Uncertainty

Previously we've used logic to represent facts and used planning algorithms to identify desirable actions. Now we reevaluate this approach by introducing uncertain information.

Probability theory provides the basis for our treatment of systems that reason under uncertainty. Also, because actions are no longer certain to achieve goals, agents will need ways of weighing up the desirability of goals and the likelihood of achieving them. For this, we use utility theory. Probability theory and utility theory together constitute decision theory, which allows us to build rational agents for uncertain worlds.

Uncertainty can also arise because of incompleteness and incorrectness in the agent's understanding of the properties of the environment.

Uncertainty Example

Let action A(t)= leave for airport t minutes before flight

Will A(t) get me there on time? Problems:

  • partial observability, noisy sensors
  • uncertainty in action outcomes (flat tire, etc.)
  • immense complexity of modelling and predicting traffic

Hence a purely logical approach either

  1. risks falsehood: “A(25) will get me there on time”, or
  2. leads to conclusions that are too weak for decision making:

“A(25) will get me there on time if there’s no accident on the bridge and it doesn’t rain and my tires remain intact etc etc.”
(A(1440) might be safe but I’d have to stay overnight in the airport …)

Other plans, such as A(50), might increase the agent's belief that it will get to the airport on time, but also increase the likelihood of a long wait.

Methods for Handling Uncertainty

Default/Non-monotonic Logic

Make assumptions - e.g. A(i) works unless contradicted by evidence
The issue is what assumptions are reasonable, and how do we handle contradictions.

Probability

Use the 1565 theory of Gambling to work out the probability of A(i) being correct, given the available evidence.

Using first order logic fails to cope in uncertain situations because:

  • Laziness: failure to enumerate exceptions, qualifications, etc. (e.g. don't write down all symptoms of a disease)
  • Theoretical Ignorance: lack of knowledge about environment at all (e.g. know nothing about a disease)
  • Practical Ignorance: lack of relevant facts, initial conditions, etc. (e.g. don't know the patient's specific results for a test).

Probability allows us to summarise the uncertainty that comes from laziness and ignorance.

What is the 'right' thing to do?

The right thing to do, the rational decision, depends on both the relative importance of various goals and the likelihood that they will be achieved (and to what degree).

e.g. depends on preferences for missing flights vs long waits.

Utility theory is used to represent and infer preferences
Decision theory = utility theory + probability theory

Subjective/Bayesian Probability

These probabilities relate propositions to one’s own state of knowledge. These are not claims of a “probabilistic tendency” in the current situation (but might be learned from past experience of similar situations). Probabilities of propositions change with new evidence:
e.g.

(Point-per-instance localization data)
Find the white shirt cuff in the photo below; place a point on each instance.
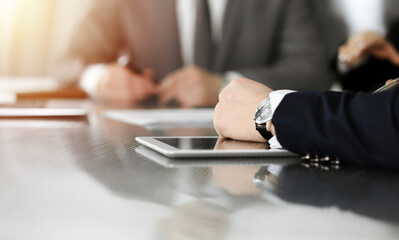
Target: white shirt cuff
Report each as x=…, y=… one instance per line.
x=91, y=78
x=275, y=99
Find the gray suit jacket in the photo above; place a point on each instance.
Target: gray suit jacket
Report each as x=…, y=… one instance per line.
x=276, y=42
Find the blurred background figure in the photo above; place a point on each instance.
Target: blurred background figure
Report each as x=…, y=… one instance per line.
x=186, y=51
x=368, y=57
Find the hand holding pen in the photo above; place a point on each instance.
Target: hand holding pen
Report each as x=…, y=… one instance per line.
x=121, y=85
x=389, y=85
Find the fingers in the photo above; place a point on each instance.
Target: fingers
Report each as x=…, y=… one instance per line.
x=359, y=46
x=120, y=85
x=389, y=53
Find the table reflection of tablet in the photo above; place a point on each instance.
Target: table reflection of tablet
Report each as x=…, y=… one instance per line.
x=199, y=147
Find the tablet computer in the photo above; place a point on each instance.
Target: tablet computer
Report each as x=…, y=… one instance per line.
x=210, y=146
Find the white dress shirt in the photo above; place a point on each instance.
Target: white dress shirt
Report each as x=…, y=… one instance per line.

» Exercise
For each of these statements about the notes on uncertainty, answer yes or no and quote the exact words of the notes that settle it. (a) Decision theory is formed by combining probability theory and utility theory. (b) Plans such as A(50) make a long wait less likely. (c) Theoretical ignorance means lacking relevant facts such as a patient's specific test results.

» Solution for this problem
(a) Yes: "Probability theory and utility theory together constitute decision theory"
(b) No: "but also increase the likelihood of a long wait"
(c) No: "Theoretical Ignorance: lack of knowledge about environment at all"